§ **Information shown**
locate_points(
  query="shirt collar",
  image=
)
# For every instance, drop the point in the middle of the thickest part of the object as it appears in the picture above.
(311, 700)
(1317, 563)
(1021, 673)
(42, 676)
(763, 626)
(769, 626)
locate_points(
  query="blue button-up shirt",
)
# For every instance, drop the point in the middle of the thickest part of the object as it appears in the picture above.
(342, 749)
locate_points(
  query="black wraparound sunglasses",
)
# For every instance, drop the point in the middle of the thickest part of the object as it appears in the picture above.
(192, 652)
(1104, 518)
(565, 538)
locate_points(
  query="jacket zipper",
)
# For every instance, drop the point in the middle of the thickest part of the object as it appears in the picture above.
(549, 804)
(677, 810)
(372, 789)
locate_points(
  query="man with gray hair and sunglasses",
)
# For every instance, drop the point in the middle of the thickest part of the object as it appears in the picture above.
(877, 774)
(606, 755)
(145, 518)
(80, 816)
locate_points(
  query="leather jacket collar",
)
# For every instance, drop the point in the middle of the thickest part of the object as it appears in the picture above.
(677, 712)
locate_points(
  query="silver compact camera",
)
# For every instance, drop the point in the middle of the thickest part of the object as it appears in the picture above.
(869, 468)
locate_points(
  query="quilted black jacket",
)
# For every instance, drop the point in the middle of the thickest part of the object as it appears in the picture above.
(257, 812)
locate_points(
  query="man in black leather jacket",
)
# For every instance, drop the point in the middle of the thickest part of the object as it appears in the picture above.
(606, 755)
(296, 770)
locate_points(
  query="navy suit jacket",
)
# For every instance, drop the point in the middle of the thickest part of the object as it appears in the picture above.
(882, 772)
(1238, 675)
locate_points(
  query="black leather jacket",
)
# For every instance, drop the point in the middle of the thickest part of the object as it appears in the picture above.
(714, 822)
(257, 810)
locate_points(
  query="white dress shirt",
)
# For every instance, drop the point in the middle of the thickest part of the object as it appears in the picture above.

§ **Given problem**
How many lines in the records above contain the string "collar", matching case exactly? Reply with the number alone.

§ **Task output**
2